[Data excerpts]
:::::

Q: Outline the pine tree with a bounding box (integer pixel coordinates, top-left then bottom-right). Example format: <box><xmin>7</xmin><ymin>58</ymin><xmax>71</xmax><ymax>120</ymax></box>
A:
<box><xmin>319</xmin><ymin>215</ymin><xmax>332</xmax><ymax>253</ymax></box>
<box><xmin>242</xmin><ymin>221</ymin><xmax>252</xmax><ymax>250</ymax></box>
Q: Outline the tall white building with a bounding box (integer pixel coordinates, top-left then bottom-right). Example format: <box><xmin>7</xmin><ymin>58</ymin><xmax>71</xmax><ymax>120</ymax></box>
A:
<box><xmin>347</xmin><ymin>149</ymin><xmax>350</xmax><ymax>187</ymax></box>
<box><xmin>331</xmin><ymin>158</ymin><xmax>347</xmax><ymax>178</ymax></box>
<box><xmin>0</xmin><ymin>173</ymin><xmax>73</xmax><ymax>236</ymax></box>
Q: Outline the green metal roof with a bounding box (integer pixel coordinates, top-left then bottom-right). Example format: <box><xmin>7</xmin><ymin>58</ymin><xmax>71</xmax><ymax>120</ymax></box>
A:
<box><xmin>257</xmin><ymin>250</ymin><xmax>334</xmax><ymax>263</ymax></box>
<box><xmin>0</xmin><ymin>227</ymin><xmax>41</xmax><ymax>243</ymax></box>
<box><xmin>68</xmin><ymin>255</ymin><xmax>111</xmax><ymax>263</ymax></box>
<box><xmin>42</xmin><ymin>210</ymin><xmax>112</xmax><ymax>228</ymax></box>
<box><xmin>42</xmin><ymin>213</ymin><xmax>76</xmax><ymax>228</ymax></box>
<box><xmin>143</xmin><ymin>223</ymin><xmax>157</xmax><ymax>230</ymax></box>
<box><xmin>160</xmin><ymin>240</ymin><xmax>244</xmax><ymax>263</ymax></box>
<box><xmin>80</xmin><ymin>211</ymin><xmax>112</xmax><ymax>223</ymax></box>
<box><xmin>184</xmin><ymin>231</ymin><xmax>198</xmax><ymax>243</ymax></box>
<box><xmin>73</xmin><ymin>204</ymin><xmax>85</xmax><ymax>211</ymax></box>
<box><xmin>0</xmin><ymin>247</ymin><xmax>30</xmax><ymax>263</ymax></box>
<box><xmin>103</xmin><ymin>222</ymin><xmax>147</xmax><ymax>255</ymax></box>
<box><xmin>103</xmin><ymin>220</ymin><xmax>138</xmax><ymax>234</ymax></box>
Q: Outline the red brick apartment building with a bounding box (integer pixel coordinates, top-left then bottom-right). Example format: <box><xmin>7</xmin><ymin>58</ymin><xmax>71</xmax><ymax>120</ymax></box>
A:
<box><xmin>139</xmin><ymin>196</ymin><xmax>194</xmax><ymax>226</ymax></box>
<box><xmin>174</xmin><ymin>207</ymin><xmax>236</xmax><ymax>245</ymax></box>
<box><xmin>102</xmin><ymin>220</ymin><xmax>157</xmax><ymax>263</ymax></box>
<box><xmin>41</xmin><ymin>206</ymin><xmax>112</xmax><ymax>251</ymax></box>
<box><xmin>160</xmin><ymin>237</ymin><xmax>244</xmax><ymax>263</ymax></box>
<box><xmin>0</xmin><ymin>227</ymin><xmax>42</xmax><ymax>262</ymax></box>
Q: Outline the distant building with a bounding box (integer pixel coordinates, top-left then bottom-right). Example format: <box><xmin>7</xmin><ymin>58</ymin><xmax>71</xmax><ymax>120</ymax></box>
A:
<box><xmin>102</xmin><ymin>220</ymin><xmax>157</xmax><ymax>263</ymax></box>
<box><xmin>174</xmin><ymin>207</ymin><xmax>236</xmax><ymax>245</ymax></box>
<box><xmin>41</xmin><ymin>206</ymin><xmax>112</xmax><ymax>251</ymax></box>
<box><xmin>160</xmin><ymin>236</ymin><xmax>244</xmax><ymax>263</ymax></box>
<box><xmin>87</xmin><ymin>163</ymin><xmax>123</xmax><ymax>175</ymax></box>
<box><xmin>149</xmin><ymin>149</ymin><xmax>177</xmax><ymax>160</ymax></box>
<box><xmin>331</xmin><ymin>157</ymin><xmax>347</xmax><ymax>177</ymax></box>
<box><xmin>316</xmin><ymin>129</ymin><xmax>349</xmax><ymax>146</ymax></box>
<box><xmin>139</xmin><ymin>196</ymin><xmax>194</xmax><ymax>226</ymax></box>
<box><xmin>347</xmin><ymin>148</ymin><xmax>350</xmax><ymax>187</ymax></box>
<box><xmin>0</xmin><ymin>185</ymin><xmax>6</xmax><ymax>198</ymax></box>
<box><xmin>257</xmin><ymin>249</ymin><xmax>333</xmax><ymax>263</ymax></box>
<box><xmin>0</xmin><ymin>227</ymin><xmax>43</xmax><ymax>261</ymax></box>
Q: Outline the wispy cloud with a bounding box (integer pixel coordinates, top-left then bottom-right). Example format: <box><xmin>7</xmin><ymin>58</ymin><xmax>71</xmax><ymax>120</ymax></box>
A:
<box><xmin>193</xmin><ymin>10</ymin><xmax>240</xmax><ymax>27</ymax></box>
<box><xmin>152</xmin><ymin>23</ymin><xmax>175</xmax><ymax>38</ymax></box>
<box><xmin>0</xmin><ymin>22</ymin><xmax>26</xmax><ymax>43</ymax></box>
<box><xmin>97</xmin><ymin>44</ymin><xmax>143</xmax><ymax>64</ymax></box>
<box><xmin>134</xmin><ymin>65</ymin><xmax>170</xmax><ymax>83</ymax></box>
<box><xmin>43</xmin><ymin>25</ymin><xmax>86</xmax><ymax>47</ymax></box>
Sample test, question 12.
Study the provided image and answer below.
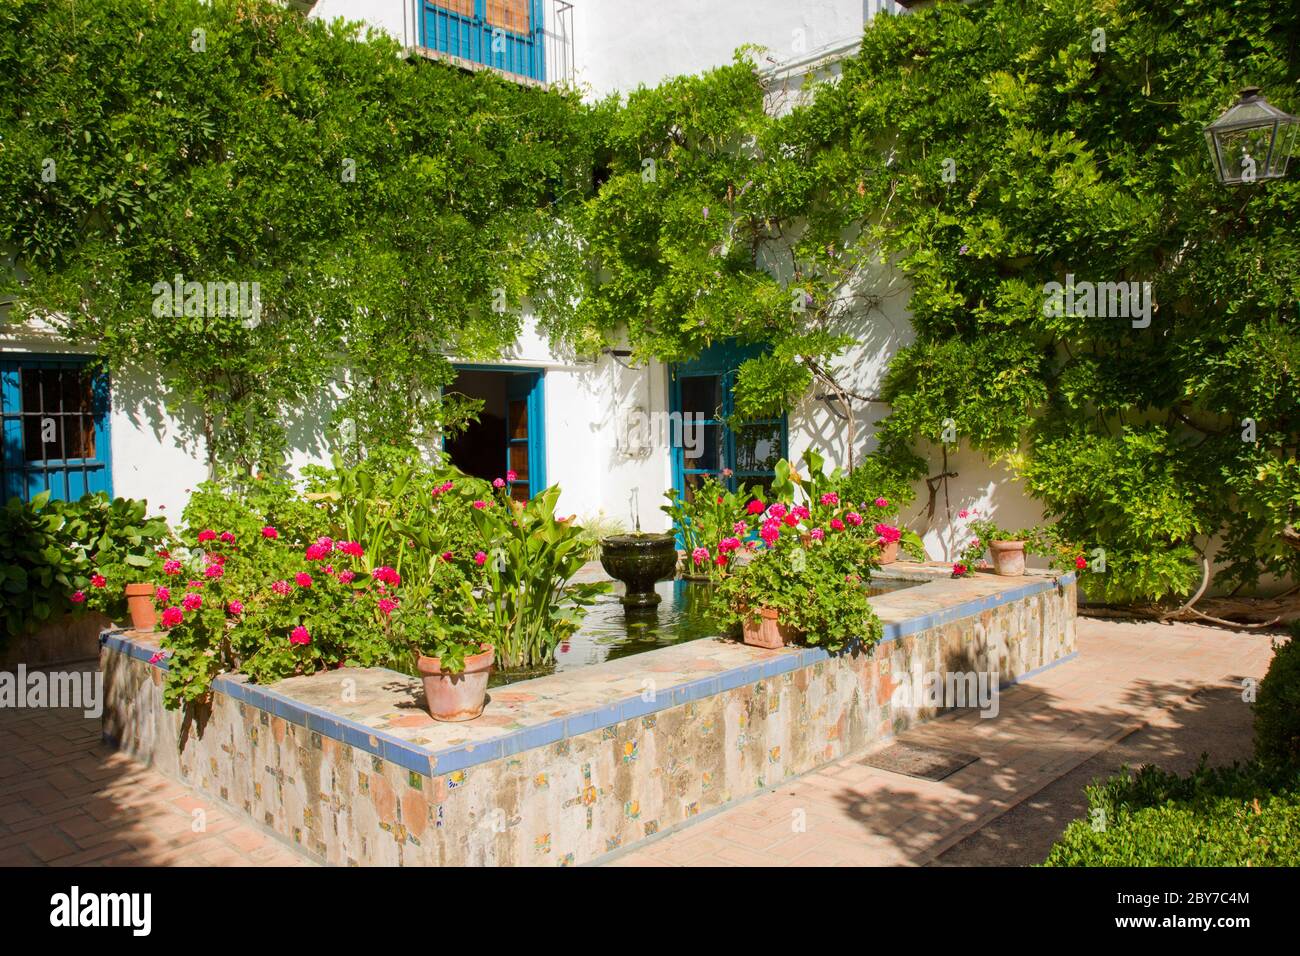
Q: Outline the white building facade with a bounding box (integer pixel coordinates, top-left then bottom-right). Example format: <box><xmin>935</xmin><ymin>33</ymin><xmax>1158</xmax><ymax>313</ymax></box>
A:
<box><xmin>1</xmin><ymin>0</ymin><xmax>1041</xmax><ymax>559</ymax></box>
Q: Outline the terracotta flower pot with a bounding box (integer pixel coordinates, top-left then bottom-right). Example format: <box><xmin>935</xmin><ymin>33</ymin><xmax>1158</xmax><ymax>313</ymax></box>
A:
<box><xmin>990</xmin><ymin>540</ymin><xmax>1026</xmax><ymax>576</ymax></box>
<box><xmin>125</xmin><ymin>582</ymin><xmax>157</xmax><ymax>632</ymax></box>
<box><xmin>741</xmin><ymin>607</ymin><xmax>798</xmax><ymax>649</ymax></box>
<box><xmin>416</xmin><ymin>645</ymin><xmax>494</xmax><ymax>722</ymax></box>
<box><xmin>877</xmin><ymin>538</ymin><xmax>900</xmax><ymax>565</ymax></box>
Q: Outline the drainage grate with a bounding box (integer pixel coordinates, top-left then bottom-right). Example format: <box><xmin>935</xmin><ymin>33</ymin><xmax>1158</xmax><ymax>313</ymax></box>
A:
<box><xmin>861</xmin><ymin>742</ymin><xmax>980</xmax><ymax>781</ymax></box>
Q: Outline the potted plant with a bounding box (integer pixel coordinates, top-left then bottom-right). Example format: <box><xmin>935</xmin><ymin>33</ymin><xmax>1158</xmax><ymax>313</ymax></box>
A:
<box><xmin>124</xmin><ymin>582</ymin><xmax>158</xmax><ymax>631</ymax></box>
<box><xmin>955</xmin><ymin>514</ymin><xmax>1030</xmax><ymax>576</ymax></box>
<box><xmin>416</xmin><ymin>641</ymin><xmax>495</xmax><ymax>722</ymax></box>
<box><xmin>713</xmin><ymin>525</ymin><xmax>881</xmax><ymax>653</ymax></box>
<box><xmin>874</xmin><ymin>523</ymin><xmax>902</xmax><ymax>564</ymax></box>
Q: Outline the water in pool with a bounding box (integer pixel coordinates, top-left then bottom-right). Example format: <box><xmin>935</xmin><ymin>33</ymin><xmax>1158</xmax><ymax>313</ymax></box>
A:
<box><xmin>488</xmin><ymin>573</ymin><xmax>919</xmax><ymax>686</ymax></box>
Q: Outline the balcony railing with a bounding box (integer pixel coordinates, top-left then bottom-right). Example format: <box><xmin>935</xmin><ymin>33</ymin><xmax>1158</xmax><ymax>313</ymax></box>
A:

:::::

Requirement:
Look above for the line containing "Q: Outline the red". Output from there through the line containing "Q: Outline the distant", exactly and inclusively.

Response area:
Q: Outline the red brick apartment building with a bounding box (integer pixel coordinates, top-left then bottom-right). Example format: <box><xmin>7</xmin><ymin>58</ymin><xmax>71</xmax><ymax>120</ymax></box>
A:
<box><xmin>139</xmin><ymin>196</ymin><xmax>194</xmax><ymax>226</ymax></box>
<box><xmin>174</xmin><ymin>207</ymin><xmax>236</xmax><ymax>245</ymax></box>
<box><xmin>102</xmin><ymin>220</ymin><xmax>157</xmax><ymax>263</ymax></box>
<box><xmin>41</xmin><ymin>206</ymin><xmax>112</xmax><ymax>251</ymax></box>
<box><xmin>160</xmin><ymin>237</ymin><xmax>244</xmax><ymax>263</ymax></box>
<box><xmin>0</xmin><ymin>227</ymin><xmax>42</xmax><ymax>262</ymax></box>
Q: Outline the distant building with a bounding box (integer pixel coordinates, top-left then bottom-right). Example format: <box><xmin>7</xmin><ymin>58</ymin><xmax>71</xmax><ymax>120</ymax></box>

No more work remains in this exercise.